▸ **TEXTE**
----

- années 60 -
C'est de 1960 à 1963 que le psychologue américain Stanley Milgram mène une série d'expériences, avec plusieurs variantes, visant à estimer à quel point un individu peut se plier aux ordres d'une autorité qu'il accepte, mais qui entre en contradiction avec sa conscience.
L'expérience dite de Milgram vise à définir le niveau d'obéissance d'un individu à une autorité qu'il juge comme légitime et le processus qui mène et maintient cette obéissance.
Lors des premières expériences menées par Stanley Milgram, 62,5% (25 sur 40) des sujets menèrent l'expérience à terme en infligeant à trois reprises les électrochocs de 450 volts ! (Rappelons que dès 330 volts, l’élève ne répond plus, et que des maîtres ont cru qu’il était mort, mais ont néanmoins continué.) Tous les participants acceptèrent le principe annoncé et, éventuellement après encouragement, atteignirent les 135 volts. La moyenne des chocs maximaux (niveaux auxquels s'arrêtèrent les sujets) fut de 360 volts. Toutefois, chaque participant s'était à un moment ou à un autre interrompu pour questionner le professeur. Beaucoup présentaient des signes patents de nervosité extrême et de réticence lors des derniers stades (protestations verbales, rires nerveux, etc.).
D'autres expériences à travers le monde ont validé les résultats obtenus par Milgram. Les taux d'obéissance obtenus se sont même généralement avérés plus élevés que dans la situation originale. On peut ainsi citer les réalisations de David Rosenhan, et de David Mantell en Allemagne. Des travaux ultérieurs, en particulier par Thomas Blass, ont montré que le pourcentage de personnes acceptant, dans des conditions expérimentales similaires, d'infliger des décharges très importantes était à peu près constant, entre 61% et 66%, quels que soient le lieu et l'époque où le test était mené.
Milgram a qualifié à l'époque ces résultats « d’inattendus et inquiétants ».

----

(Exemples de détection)
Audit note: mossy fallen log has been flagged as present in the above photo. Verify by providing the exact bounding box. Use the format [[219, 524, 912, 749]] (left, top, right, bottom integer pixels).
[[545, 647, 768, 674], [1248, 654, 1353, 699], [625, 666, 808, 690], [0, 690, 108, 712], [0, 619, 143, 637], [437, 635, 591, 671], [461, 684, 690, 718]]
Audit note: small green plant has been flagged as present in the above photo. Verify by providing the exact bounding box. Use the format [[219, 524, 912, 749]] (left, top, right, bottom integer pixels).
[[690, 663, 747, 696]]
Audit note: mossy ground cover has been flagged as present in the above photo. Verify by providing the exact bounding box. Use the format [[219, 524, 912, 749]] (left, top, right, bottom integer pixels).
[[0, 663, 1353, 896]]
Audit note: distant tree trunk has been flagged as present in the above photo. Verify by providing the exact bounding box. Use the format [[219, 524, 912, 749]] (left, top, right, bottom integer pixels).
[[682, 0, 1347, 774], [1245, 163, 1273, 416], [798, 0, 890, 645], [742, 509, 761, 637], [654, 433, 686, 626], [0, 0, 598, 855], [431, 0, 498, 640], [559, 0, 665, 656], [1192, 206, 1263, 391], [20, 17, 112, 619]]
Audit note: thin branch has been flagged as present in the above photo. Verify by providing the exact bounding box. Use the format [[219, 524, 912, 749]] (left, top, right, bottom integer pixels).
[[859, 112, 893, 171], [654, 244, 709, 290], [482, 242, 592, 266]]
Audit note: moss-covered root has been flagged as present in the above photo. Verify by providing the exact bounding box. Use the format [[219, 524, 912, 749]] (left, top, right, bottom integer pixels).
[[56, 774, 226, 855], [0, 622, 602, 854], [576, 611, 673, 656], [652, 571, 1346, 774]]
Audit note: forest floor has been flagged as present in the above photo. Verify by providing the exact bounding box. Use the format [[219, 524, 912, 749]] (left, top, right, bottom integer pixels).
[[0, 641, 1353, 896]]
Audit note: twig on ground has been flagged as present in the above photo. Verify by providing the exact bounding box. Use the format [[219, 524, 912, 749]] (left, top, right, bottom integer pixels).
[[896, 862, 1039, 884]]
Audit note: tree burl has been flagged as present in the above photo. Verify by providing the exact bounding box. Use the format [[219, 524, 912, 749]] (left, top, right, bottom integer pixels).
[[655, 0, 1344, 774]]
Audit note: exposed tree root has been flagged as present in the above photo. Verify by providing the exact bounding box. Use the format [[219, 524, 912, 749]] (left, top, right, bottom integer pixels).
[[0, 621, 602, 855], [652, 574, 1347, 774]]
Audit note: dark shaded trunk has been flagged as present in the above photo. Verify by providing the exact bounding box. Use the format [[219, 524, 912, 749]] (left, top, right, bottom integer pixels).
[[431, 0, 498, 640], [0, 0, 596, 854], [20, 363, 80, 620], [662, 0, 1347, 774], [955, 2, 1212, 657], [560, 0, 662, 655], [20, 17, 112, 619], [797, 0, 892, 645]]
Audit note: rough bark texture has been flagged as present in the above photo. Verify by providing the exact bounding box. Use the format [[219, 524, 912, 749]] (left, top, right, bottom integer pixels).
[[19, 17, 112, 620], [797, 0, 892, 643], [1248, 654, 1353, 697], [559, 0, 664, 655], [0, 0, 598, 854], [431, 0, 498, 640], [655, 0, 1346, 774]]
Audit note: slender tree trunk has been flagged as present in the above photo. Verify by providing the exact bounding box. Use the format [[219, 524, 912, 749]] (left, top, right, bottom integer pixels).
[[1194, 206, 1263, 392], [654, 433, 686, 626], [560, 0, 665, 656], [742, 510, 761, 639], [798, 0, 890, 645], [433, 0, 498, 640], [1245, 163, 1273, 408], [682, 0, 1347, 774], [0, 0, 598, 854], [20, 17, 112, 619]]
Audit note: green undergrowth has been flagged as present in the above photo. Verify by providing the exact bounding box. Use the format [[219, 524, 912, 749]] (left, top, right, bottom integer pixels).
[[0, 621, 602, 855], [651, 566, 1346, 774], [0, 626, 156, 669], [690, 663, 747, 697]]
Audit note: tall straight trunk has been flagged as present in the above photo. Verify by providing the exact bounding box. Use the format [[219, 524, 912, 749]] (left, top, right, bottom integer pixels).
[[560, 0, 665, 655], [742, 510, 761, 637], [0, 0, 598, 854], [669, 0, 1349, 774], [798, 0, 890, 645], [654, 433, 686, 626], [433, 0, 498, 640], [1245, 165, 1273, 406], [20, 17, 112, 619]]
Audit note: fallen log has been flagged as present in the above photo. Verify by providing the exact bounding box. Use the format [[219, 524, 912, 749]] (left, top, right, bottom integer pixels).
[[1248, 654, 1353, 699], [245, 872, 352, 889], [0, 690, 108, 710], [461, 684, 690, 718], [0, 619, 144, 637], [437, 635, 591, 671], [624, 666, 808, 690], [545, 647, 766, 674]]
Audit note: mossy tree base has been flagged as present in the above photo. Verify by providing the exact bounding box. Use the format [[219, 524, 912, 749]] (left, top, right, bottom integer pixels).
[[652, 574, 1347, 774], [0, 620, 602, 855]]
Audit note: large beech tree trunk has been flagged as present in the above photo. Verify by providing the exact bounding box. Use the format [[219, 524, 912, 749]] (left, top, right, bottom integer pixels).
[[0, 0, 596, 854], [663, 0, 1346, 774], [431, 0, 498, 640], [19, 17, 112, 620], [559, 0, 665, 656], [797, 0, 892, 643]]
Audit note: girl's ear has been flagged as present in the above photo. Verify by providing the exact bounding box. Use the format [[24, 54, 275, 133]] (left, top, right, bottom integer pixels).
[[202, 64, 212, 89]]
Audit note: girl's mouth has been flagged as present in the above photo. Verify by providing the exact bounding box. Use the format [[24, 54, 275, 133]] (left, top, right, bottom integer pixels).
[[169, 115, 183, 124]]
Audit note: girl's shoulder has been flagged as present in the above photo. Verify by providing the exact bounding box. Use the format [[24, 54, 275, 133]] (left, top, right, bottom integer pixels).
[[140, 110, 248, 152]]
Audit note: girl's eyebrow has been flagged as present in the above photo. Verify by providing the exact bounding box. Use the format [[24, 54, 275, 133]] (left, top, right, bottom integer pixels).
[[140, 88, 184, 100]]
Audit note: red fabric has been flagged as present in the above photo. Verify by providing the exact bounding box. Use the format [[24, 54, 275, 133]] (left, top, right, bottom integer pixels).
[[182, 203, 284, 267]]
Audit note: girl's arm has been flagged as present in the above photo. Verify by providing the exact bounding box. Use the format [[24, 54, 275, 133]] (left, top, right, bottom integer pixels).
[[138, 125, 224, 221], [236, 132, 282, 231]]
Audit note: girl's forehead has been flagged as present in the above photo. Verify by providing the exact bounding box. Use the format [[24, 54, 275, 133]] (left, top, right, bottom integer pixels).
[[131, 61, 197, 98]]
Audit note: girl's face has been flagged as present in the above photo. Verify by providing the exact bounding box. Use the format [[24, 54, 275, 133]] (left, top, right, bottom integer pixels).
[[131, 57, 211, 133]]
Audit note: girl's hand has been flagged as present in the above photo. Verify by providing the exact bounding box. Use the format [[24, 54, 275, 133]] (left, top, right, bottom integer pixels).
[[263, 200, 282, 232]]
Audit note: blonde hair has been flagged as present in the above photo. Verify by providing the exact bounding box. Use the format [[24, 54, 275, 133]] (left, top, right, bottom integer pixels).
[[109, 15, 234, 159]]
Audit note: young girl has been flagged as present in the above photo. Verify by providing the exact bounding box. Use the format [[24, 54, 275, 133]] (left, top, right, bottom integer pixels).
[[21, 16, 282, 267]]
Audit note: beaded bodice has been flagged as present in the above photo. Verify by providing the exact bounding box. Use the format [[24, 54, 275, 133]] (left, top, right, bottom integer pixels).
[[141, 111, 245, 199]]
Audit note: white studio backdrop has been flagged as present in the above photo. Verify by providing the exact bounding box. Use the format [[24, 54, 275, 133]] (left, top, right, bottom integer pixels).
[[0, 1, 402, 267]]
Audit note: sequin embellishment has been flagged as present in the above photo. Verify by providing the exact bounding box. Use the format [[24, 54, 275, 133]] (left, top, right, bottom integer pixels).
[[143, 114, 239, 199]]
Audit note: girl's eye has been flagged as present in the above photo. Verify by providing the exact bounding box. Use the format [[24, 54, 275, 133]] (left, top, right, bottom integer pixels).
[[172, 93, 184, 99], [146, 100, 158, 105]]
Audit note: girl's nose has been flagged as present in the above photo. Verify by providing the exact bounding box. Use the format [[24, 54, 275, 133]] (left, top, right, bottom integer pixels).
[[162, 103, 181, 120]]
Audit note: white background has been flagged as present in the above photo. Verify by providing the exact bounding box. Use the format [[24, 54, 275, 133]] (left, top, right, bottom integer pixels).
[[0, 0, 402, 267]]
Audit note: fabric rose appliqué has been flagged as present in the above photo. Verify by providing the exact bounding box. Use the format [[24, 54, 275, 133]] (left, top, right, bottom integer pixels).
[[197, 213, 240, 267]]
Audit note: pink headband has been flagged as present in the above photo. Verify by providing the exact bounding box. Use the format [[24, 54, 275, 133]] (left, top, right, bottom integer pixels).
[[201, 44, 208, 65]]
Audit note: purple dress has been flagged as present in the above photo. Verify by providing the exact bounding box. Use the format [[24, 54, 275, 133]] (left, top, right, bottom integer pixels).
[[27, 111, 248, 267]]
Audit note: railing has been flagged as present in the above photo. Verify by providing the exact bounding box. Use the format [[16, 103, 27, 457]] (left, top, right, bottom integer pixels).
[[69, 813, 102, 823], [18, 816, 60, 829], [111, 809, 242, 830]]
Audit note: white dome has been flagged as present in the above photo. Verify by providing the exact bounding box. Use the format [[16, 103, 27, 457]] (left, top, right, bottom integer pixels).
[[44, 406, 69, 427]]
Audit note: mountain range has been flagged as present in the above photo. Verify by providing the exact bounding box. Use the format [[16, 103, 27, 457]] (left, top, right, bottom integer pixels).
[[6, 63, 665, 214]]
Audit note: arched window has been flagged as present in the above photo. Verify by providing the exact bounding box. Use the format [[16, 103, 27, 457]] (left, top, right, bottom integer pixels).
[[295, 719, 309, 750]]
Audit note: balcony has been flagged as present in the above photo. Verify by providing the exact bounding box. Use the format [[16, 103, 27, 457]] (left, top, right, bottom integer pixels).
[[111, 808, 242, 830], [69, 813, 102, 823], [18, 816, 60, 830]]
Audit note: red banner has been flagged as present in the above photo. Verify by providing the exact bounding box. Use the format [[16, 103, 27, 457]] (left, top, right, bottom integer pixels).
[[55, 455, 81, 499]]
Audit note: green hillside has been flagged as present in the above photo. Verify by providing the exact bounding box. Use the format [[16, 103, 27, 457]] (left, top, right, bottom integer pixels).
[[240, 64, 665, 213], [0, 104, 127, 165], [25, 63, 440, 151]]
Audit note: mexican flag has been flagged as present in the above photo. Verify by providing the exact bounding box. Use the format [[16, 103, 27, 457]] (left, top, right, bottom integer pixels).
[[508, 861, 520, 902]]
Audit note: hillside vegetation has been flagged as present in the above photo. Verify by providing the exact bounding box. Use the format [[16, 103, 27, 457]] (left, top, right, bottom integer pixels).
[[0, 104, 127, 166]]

----

▸ **CONSIGNE**
Recopiez mot pour mot le passage du texte sur l'expérience de Milgram : commencez aux mots « D'autres expériences à » et arrêtez-vous après « test était mené. ». Appuyez-vous uniquement sur le texte.

▸ **RÉPONSE**
D'autres expériences à travers le monde ont validé les résultats obtenus par Milgram. Les taux d'obéissance obtenus se sont même généralement avérés plus élevés que dans la situation originale. On peut ainsi citer les réalisations de David Rosenhan, et de David Mantell en Allemagne. Des travaux ultérieurs, en particulier par Thomas Blass, ont montré que le pourcentage de personnes acceptant, dans des conditions expérimentales similaires, d'infliger des décharges très importantes était à peu près constant, entre 61% et 66%, quels que soient le lieu et l'époque où le test était mené.